— start —

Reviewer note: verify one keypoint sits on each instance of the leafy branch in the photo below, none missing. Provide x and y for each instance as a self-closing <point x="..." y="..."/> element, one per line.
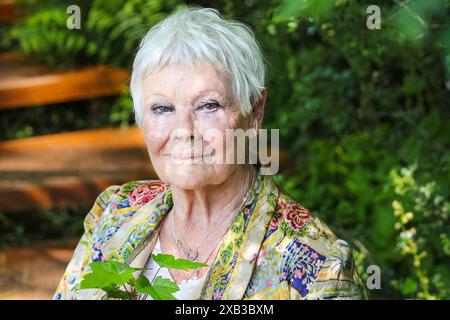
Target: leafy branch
<point x="119" y="282"/>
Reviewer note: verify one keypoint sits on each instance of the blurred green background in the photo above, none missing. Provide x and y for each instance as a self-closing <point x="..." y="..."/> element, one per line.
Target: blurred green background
<point x="364" y="114"/>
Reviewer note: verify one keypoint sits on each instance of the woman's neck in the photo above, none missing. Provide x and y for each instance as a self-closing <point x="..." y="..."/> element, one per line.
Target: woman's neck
<point x="203" y="206"/>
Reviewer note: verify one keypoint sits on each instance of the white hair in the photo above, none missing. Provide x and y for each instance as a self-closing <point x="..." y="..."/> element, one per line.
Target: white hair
<point x="193" y="35"/>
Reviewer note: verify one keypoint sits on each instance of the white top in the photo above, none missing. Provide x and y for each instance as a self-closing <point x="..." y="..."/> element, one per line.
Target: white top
<point x="189" y="289"/>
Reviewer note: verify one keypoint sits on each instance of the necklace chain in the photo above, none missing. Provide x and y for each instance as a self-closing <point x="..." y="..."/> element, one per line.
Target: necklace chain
<point x="192" y="253"/>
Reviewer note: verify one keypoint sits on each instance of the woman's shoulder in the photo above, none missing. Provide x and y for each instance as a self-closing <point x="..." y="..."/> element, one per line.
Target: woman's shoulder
<point x="300" y="227"/>
<point x="313" y="259"/>
<point x="136" y="192"/>
<point x="139" y="192"/>
<point x="122" y="200"/>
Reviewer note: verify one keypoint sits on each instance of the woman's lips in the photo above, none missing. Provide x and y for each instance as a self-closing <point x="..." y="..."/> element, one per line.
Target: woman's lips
<point x="188" y="156"/>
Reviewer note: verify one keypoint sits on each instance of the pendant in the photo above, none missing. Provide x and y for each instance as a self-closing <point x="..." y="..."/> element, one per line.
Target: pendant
<point x="192" y="254"/>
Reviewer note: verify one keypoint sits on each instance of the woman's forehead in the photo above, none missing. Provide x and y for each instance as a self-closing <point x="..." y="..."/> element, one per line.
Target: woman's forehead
<point x="196" y="80"/>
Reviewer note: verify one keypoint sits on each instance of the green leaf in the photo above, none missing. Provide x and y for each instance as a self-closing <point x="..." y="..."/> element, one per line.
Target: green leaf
<point x="169" y="261"/>
<point x="115" y="293"/>
<point x="162" y="289"/>
<point x="107" y="274"/>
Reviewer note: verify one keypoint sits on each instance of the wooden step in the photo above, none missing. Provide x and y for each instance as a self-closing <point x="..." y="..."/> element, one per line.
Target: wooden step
<point x="10" y="11"/>
<point x="67" y="168"/>
<point x="25" y="83"/>
<point x="21" y="269"/>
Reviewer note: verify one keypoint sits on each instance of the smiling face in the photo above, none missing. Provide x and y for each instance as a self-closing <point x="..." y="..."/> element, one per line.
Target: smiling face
<point x="186" y="112"/>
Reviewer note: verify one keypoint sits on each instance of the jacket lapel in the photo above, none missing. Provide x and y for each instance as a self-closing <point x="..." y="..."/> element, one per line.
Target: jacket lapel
<point x="231" y="271"/>
<point x="135" y="238"/>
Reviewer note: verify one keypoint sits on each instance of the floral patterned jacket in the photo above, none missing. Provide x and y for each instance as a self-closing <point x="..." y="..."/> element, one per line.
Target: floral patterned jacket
<point x="274" y="249"/>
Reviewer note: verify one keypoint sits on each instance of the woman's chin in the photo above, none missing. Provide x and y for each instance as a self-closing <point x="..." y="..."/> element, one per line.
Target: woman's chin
<point x="192" y="176"/>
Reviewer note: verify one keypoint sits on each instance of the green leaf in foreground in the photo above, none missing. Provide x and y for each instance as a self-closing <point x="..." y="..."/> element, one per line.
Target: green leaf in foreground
<point x="161" y="289"/>
<point x="169" y="261"/>
<point x="107" y="274"/>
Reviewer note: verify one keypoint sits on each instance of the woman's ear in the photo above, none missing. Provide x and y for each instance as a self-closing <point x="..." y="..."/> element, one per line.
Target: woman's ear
<point x="258" y="111"/>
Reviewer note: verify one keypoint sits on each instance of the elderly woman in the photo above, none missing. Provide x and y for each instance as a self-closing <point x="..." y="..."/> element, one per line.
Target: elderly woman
<point x="197" y="73"/>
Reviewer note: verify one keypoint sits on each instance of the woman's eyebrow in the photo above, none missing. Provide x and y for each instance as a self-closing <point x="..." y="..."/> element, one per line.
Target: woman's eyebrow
<point x="208" y="92"/>
<point x="154" y="95"/>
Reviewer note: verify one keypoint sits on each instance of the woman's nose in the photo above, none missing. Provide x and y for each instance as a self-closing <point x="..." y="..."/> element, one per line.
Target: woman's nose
<point x="184" y="128"/>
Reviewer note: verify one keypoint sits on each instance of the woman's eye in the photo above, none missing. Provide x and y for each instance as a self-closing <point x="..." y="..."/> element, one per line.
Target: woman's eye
<point x="161" y="109"/>
<point x="210" y="107"/>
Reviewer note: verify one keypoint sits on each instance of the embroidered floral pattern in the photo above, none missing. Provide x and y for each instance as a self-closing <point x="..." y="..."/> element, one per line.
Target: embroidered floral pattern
<point x="300" y="266"/>
<point x="144" y="193"/>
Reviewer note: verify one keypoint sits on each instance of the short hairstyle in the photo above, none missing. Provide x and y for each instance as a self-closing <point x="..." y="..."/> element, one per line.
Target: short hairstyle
<point x="200" y="35"/>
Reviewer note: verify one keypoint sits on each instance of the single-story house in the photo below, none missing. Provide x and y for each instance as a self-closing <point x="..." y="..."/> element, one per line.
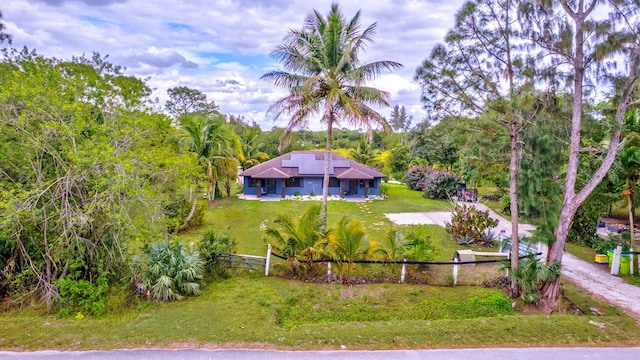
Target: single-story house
<point x="301" y="173"/>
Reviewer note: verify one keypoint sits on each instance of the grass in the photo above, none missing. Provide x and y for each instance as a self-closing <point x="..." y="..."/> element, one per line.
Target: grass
<point x="257" y="312"/>
<point x="252" y="311"/>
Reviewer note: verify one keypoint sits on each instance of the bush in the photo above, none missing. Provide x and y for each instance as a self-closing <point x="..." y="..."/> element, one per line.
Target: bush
<point x="82" y="297"/>
<point x="169" y="271"/>
<point x="211" y="246"/>
<point x="469" y="223"/>
<point x="433" y="183"/>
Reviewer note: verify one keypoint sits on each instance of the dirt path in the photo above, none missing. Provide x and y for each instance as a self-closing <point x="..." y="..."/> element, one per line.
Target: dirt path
<point x="593" y="278"/>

— end —

CHALLENGE ::
Retype, word for word, only the lines from the line with "of the embroidered" to the final line of the listing above; the pictures do not belong in the copy.

ANSWER IN FULL ::
Reviewer note: verify one keypoint sits on each instance of the embroidered floral pattern in the photo above, none missing. Provide x and y for each instance as a self-closing <point x="..." y="..."/> element, one per line.
Target: embroidered floral pattern
<point x="300" y="266"/>
<point x="144" y="193"/>
Reviewer note: verify one keypoint sits on each instance of the short hairstyle in the photo above, none missing. Provide x and y for each instance as a self-closing <point x="..." y="..."/> element, one per line.
Target: short hairstyle
<point x="200" y="35"/>
Reviewer note: verify one keypoint sits on each instance of the single-story house in the photo below, none missing. Provide x and y for each instance as a self-closing <point x="..." y="..."/> element, one per line.
Target: single-story house
<point x="301" y="173"/>
Reviewer note: verify one keypoint sits on each instance of the grass in the photo above, none missing. Provide x and y for each instance as a self-closing <point x="..." y="..."/> element, one per line.
Target: grass
<point x="257" y="312"/>
<point x="252" y="311"/>
Reviewer note: verify one keypoint sits on each instance of the bush in the photo above, none missing. Provide x and y for each instance as a self-closing <point x="..." y="..."/> element, one per line.
Target: bush
<point x="82" y="297"/>
<point x="169" y="271"/>
<point x="211" y="246"/>
<point x="469" y="223"/>
<point x="433" y="183"/>
Reviewer note: verify one keypoint sits on each instance of the dirt path in the photo above, none missing. Provide x and y for each instance as a self-closing <point x="..." y="..."/> element, one per line.
Target: dirt path
<point x="593" y="278"/>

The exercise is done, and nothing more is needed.